__Directions__:
#1 From the passage on speaker cable, return verbatim the part that opens with the words containing "In high fidelity" and closes with "which is ideal.".
#2 Using the passage on speaker cable, answer the following:
(a) How many strands make up the conductor configuration, and what is their stated size?
(b) What linear resistance does the cable have?
(c) What percentage of coverage does the helical shielding provide?

The spiral shield should be connected to the amplifier chassis


Why silver/copper?

A metal consists of crystals joined together by a more or less conductive oxide, the dielectric.
The resistivity of copper is very little different from that of silver and does not in theory justify a marked qualitative difference.
On closer inspection, silver oxide has the obvious distinction of being a better electrical conductor than copper oxide, which explains the better results of silver cable.
It also turns out that the influence of the dielectric is only really noticeable at high frequencies.
It is well known that the more the frequency increases, the more the electrons propagate through the periphery of the conductor.
We therefore chose a copper core (LCOFC and anti-oxidation treated) covered with a silver plating (also LCOFC and anti-oxidation treated) allowing remarkable results at a still reasonable cost.
To increase the silver conducting surface, a configuration of 19 strands of 0.30 twisted was chosen in order to best control the capacitive problems of the conductors, which are perfectly stable in terms of their molecular structure due to the treatments mentioned above (this cable retains its properties from -90° to +150°C).

Why Teflon?

Any electrical transmission through a cable generates resonances within the cable (who hasn’t heard the EDF cables “singing”?) which are naturally transmitted to its periphery.
As high frequencies are carried by the periphery of the cable, the resonance of the conductor will be particularly disturbing for them.
Teflon is a material with a very high stiffness and a strong power of vibration absorption even in weak thickness, its other characteristic is to be able to adhere perfectly to a metal (Cf the stoves…) to which it binds intimately, it is in that very superior to the flexible or hard PVC usually used (it is also much more expensive..). To check this, strip a PVC-coated cable and a Teflon-coated cable, the former poses no difficulty, the latter, more problematic, shows its stronger adhesion.

Why Kapton?

It is a perfect insulator, stable, which dissipates high temperatures without deforming (see the supports of the moving coils of certain loudspeakers), associated with a helical shielding, also silver/copper (100% coverage), which protects the signals carried by the cable from any external magnetic radiation (see the CE standard).

Why a cross section of 1.77 mm²?

In high fidelity and more generally in low frequency, only weak currents are carried, so a large section has no real justification (20 volts under 8 ohms represent a power of 50 watts). The only thing that counts is the linear resistance, which depends directly on the quality of the metals (pure or impure metals)
Due to the deoxygenation of our cable and the quality of its metals (99.5% pure copper and silver) its linear resistance is only 8 ohms/Kilometer.
For an installed length of 10 metres the damping factor of the amplifier is therefore always higher than 33 for a seen impedance of 4 ohms, which is ideal.
NB: Have you thought about the cross-section of the output leads of the capacitors, the cross-section of the chokes usually used and the cross-section of the voice coils of the loudspeakers?

How can we simply verify what we are saying?
If you are soldering a current copper cable, the heat dissipation (i.e. conduction) is relatively low and you can heat it without burning your fingers near the heating point for some time.
If you have the same experience with our cable, under the same conditions, the heat is immediately intolerable and you have to hold the conductor with clamps to avoid burning yourself.

__Supplied entries__:

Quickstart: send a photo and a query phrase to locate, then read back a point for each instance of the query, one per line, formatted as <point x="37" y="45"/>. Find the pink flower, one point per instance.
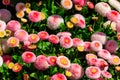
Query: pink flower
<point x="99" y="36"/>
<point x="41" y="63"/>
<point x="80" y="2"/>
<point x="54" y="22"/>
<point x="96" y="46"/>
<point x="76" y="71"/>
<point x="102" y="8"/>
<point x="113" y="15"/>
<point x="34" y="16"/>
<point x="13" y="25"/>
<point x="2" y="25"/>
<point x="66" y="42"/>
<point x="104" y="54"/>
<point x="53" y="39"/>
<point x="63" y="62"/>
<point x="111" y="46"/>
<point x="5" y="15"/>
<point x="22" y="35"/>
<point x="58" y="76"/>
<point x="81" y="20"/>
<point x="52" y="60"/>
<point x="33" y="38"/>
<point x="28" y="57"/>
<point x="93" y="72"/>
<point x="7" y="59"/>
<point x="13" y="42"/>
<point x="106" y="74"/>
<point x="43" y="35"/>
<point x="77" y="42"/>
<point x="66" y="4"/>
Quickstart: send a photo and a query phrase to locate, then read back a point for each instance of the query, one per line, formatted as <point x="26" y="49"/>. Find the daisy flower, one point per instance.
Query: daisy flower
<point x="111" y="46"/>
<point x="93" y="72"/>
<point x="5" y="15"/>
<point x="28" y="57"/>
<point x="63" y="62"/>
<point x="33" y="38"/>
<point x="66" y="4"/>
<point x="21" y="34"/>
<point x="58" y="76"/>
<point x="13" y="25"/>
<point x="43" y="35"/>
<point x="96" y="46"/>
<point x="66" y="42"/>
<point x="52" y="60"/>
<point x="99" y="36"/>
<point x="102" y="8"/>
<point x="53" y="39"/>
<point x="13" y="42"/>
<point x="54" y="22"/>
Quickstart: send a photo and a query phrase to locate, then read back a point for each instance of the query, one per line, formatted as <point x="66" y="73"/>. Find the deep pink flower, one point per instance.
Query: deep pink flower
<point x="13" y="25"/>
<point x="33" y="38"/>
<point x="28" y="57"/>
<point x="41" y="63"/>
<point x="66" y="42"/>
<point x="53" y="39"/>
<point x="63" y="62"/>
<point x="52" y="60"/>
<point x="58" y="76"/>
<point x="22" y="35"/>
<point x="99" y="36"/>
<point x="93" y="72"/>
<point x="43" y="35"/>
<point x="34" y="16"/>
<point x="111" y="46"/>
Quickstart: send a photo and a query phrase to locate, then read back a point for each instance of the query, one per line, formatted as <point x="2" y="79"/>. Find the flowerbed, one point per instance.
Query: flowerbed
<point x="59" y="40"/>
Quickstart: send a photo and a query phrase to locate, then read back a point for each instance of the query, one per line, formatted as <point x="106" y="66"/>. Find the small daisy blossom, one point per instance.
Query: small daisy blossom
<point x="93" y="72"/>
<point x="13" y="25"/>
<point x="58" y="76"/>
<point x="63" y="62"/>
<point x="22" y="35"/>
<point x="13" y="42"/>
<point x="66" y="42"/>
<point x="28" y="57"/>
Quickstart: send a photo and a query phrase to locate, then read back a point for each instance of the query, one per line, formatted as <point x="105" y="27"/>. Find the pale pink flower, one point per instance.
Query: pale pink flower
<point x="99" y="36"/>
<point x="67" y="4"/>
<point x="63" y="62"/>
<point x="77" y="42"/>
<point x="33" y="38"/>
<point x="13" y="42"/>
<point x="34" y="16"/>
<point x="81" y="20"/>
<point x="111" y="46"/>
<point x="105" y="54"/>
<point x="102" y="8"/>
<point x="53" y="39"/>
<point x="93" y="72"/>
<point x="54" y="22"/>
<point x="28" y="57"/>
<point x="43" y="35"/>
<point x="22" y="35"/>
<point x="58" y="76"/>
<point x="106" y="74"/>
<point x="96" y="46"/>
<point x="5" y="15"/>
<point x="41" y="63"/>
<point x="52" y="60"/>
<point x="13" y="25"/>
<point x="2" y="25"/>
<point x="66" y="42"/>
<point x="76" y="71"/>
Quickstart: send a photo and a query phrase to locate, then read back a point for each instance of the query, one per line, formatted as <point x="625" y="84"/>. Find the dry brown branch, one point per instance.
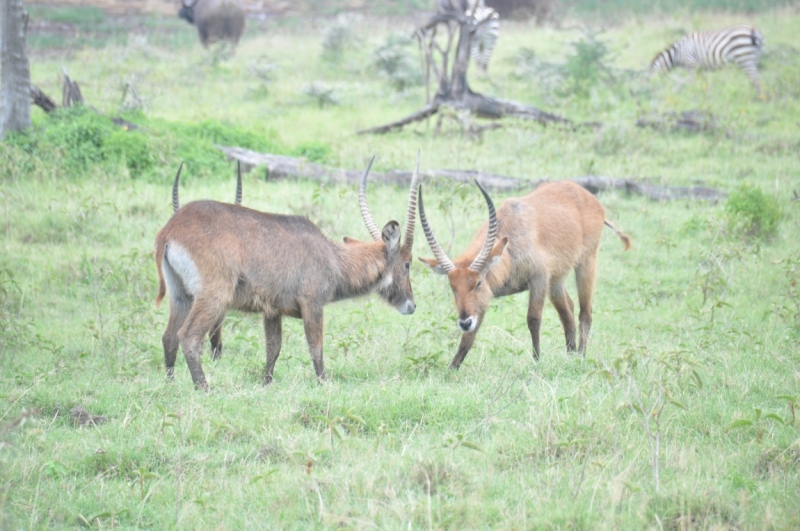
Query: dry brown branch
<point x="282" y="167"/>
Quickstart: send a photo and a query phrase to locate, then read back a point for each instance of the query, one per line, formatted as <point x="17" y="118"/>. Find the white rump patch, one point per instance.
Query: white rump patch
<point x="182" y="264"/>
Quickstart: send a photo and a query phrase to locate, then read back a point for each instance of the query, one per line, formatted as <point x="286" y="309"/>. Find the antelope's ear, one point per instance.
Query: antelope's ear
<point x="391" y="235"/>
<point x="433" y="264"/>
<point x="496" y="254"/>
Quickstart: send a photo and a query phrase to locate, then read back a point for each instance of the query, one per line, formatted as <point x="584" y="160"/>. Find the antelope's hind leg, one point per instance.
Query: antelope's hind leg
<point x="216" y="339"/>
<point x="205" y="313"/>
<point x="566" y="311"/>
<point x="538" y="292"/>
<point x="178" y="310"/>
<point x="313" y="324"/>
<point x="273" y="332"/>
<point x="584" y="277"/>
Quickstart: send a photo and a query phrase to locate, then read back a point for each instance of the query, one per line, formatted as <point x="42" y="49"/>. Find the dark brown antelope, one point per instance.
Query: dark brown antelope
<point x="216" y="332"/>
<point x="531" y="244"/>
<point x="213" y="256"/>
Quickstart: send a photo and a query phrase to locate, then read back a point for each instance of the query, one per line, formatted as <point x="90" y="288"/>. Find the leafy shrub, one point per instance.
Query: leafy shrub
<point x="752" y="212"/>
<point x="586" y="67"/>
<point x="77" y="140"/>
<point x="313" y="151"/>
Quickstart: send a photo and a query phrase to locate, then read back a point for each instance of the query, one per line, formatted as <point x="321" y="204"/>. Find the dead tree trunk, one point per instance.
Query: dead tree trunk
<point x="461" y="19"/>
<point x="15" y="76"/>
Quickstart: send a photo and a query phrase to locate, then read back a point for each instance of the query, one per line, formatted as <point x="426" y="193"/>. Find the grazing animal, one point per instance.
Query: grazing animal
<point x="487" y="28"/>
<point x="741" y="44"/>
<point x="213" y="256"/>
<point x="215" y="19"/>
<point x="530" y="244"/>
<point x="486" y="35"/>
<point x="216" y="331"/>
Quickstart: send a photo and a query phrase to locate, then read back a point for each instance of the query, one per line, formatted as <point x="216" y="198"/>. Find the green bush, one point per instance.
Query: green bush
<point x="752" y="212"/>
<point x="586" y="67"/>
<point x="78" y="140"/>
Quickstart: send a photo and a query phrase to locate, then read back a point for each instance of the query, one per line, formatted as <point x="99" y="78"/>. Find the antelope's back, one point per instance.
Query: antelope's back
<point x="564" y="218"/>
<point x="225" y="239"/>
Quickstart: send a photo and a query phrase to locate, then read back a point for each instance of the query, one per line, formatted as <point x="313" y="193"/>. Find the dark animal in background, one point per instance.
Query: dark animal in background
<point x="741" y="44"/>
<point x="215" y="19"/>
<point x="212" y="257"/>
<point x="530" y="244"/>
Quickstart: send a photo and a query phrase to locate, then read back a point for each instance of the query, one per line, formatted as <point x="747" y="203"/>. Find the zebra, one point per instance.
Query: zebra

__Task-by-task results__:
#1
In high fidelity and more generally in low frequency, only weak currents are carried, so a large section has no real justification (20 volts under 8 ohms represent a power of 50 watts). The only thing that counts is the linear resistance, which depends directly on the quality of the metals (pure or impure metals)
Due to the deoxygenation of our cable and the quality of its metals (99.5% pure copper and silver) its linear resistance is only 8 ohms/Kilometer.
For an installed length of 10 metres the damping factor of the amplifier is therefore always higher than 33 for a seen impedance of 4 ohms, which is ideal.

#2
(a) 19 strands of 0.30, twisted.
(b) 8 ohms per kilometer.
(c) 100%.